# WHAT YOU SHOULD DO:
Without the images, print every line of the material below exactly as given.

# RECORDS FOR PROCESSING:
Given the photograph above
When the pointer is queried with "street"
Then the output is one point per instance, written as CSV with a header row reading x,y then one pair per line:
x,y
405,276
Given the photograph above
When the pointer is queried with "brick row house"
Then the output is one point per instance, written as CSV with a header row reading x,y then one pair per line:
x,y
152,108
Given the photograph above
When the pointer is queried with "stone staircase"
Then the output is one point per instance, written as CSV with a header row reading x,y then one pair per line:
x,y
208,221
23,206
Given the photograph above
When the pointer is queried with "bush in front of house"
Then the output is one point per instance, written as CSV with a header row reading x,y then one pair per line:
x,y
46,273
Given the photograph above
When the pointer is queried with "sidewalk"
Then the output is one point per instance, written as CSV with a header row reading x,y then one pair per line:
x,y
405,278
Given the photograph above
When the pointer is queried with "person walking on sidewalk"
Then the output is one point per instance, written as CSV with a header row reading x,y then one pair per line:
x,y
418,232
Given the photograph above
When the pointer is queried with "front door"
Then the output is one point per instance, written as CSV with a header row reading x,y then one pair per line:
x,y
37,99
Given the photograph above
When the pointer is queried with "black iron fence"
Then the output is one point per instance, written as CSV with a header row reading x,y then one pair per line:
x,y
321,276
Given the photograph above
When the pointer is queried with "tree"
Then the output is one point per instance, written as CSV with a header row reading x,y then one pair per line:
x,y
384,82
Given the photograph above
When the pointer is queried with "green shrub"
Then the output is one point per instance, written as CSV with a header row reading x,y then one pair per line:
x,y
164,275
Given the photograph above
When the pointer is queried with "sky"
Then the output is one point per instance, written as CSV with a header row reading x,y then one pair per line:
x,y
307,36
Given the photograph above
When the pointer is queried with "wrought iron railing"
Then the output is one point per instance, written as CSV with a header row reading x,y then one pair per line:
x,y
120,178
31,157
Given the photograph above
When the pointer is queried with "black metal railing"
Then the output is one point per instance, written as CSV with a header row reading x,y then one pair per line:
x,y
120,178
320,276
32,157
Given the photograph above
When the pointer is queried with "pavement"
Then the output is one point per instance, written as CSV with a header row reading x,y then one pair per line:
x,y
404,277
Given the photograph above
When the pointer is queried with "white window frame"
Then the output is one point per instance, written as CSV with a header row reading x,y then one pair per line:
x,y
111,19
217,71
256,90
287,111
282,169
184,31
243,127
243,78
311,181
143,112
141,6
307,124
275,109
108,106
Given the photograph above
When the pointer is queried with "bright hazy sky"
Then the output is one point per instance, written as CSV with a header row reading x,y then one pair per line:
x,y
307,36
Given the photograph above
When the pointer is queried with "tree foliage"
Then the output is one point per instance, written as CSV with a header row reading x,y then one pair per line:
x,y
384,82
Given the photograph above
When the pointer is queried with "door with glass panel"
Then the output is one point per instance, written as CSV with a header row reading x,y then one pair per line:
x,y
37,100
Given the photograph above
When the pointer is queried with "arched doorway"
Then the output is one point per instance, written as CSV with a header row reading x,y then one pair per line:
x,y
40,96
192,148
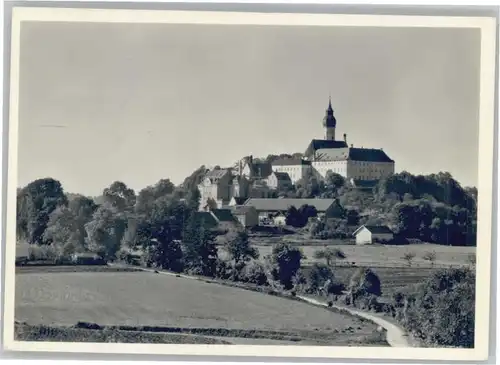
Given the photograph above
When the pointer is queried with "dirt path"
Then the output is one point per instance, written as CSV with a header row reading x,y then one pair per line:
x,y
396,336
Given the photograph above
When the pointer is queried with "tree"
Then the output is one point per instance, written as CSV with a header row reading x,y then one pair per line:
x,y
64,232
333,182
318,276
299,217
199,248
191,182
471,259
430,256
212,204
287,262
408,257
35,202
148,196
364,282
119,196
239,249
105,231
329,255
82,209
159,231
441,310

# WORKED SOLUTION:
Given the photograph above
When the pointer is queried with "street"
Then the output is one point per instance, written as CSV with a header row reading x,y then one pair per line:
x,y
405,276
Given the photograph above
When the pointer is queried with "brick row house"
Then the output is one point per instance, written as CSV with a header row reading x,y then one pair per line:
x,y
152,108
Given the photograph above
When the pointer is queried with "stone staircase"
Then the output is one point per instance, written as CSV with a header row reading x,y then one pair per line:
x,y
208,221
23,206
Given the photograph above
When the pointer is queried with "bush in front of house"
Then the output is one point per instance, written as CSV with a header row reading x,y then one pair per line:
x,y
46,273
Given the photograph above
When the pointer is queried with "sidewalk"
Then the output is one point per instance, written as CSV with a header row reading x,y then one pair per line:
x,y
405,278
Given the photograph above
When the pointer is queried with "person walking on sidewalk"
Then the output is one point per instance, written as CSV with a header row reading x,y then one pair per line:
x,y
418,232
Given the photograph above
When the pointer is queried with "front door"
Then the output is one point per instance, written as CSV with a header row reading x,y then one pair per line:
x,y
37,99
Given the photograph above
When the pointer is queried with "black iron fence"
Then the output is one point per instance, written as CSV with a header row reading x,y then one pair per line:
x,y
321,276
Given the photograph above
When the pointer is queried with "tree"
Then the output is one point per instance, written as CSV with a header row reading x,y then one pair per line:
x,y
384,82
Given the photograph above
When the pointer is queried with "green shrub"
Then the output is one point per instance, written as CSV with a header row reading x,y then one pair per line:
x,y
164,275
Given the photograph above
When the pointer is queried with "sky"
Then the output is one point per instance, written as CSV with a header row reading x,y then one pair per line:
x,y
307,36
Given the photograph above
When the pointer is queried with "wrought iron railing"
Then the output is one point per instance, written as CSV with a header row reading x,y then one pair per line:
x,y
120,178
31,157
Given the photograph above
When the pointer is queried with "black metal railing"
Then the output is one point per instance, written as CSV with a header row reading x,y then one pair per line:
x,y
120,178
320,276
32,157
Given the photograph above
When the pointer is queried with "pavement"
Then the output is one point per instance, written as CSV with a header row reading x,y then one pair per line:
x,y
404,277
Given the photograph above
When the pointer is queried with "white window frame"
Then the output is one point per instance, written as CSV with a header row reading x,y then one pair per line:
x,y
111,19
217,71
256,90
287,111
282,169
184,31
243,127
243,78
311,181
143,112
141,6
307,124
275,109
108,106
Given the photograph above
When the pointer is queried with "bright hazy sky"
Then the output is one point per instance, written as CSV with a header row reading x,y then one pair per line:
x,y
307,36
Given the photograph above
When the pointer is queried with "tree foliage"
Then the output is one point per instance, written as CSV with a header row reading x,y then one pair per line:
x,y
384,82
Given the photograph above
When the pointer is queried with "door with glass panel"
Then the output is one point per instance, written as CSV with a header row reading x,y then one pair per line:
x,y
37,100
Given the photograph above
When the pointer is queried with "arched doorway"
Then the output is one point per instance, written as CSV with a header row reading x,y then one pair per line:
x,y
40,96
192,148
Given the photograph above
When the pointer is queried with "dirt path"
Then the output is one point per instance, written as CSV with a header row reading x,y then one pair per line:
x,y
396,336
Given the photograph above
When the pointer is queried with "tree"
Then the output is one point per instance, written as CSV with a header row reading x,y then one pair per line:
x,y
64,232
333,182
318,276
299,217
199,248
191,182
471,259
430,256
212,204
287,262
408,257
35,202
148,196
364,282
119,196
239,249
105,231
329,255
82,209
159,231
441,310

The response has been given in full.